• [Anforderungen]:
Geben Sie den Inhalt des folgenden Textauszugs über die Harxheimer Weinstube in genau zwei Sätzen wieder.

• [Textauszug]:
========================================================================

Der Meister jedenfalls ist erstmal glücklich. Das ist auch unsere Begleitung, die vor einem großen Einmachglas sitzt. Der Harxheimer Handkässalat (11,80 €) hat es ihr angetan. Gewürfelter reifer Handkäse ist abwechselnd ins Glas geschichtet mit Apfelschnitzen, roten Zwiebeln, Feldsalat und Radicchio. Harmonisch verbunden werden die ganzen Zutaten durch viele Kräuter und ein cremig-leckeres Dressing. Auch meine Kürbiscremesuppe (7,80 €) hat alles, was sie braucht. Die gerösteten Kerne geben den knackigen Kontrast zur sanften Creme, Kürbiskernöl unterstützt den Geschmack. Einzig die Croutons, die in Suppe ohnehin meist vor sich hinweichen, hätte es nicht gebraucht, zumal in der Cremesuppe noch zarte Stückchen vom Hokkaido zu finden sind.
Dass eine Weinstube in einem Anbaugebiet eine ordentliche Auswahl regionaler Weine hat, darf man erwarten. Die Karte in der Harxheimer Weinstube ist dennoch besonders. Einer Verbeugung vor den Weingütern der unmittelbaren Nachbarschaft folgt eine umfangreiche Liste rheinhessischer Weine und Erzeuger, die mit Kenntnis kuratiert und mit Genuss zu lesen ist. Da geht es nicht um Lagen-Marketing oder große und kleine Namen der Branche, sehr wohl aber um Terroir und Aromatik. Auf den Punkt gebrachte sensorische Beschreibungen helfen bei der Auswahl aus allein schon über 30 offenen Weinen, die durchweg knapp unter oder über sechs Euro für den Schoppen kosten. Das Angebot der Flaschenweine ist vom gleichen Verständnis geprägt. Kein Wunder also, dass die rote Drei-Reben-Cuvée »Tres Vites« von G.G. Huff aus Nierstein und die trockene Scheurebe von Tobias Becker in Mommenheim mit ihrer ausgeprägten Frucht und mit Gewürzen im einen und Kräutern im anderen Fall vorzügliche Begleiter zum Essen sind.

========================================================================

• [Bereitgestellte Einträge]:

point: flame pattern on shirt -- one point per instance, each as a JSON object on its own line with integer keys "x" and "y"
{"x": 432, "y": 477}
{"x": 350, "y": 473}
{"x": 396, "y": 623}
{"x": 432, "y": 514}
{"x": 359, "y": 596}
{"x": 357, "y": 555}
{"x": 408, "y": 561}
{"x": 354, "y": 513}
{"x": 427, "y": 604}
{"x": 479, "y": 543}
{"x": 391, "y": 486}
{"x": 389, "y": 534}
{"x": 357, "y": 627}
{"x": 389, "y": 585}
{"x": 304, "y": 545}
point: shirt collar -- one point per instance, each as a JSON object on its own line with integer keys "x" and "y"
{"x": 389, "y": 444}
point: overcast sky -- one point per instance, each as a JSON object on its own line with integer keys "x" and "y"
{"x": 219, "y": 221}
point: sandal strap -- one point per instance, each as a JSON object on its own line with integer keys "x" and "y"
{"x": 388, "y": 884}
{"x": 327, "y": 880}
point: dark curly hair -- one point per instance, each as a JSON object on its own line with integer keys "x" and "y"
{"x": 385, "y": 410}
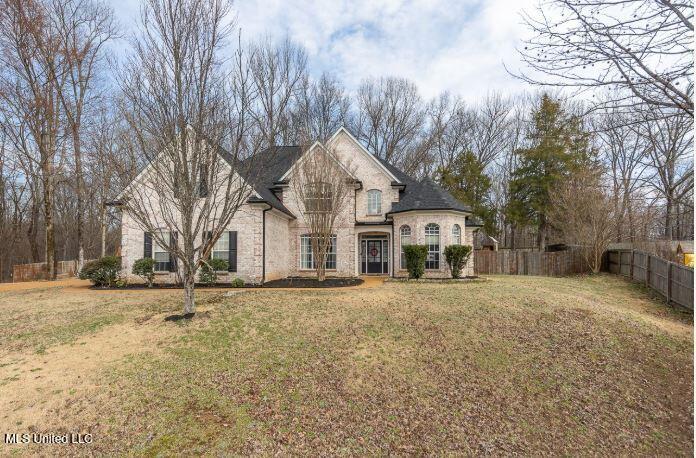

========================================================================

• [Ergebnis]:
In der Harxheimer Weinstube überzeugen der im Einmachglas geschichtete Harxheimer Handkässalat mit Äpfeln, Zwiebeln, Kräutern und cremigem Dressing sowie eine Kürbiscremesuppe mit gerösteten Kernen, bei der lediglich die Croutons entbehrlich gewesen wären. Die Weinkarte bietet eine kundig kuratierte Auswahl rheinhessischer Weine mit treffenden sensorischen Beschreibungen und über 30 offenen Weinen um sechs Euro je Schoppen, wobei sich etwa die Cuvée »Tres Vites« von G.G. Huff und die Scheurebe von Tobias Becker als vorzügliche Begleiter zum Essen erweisen.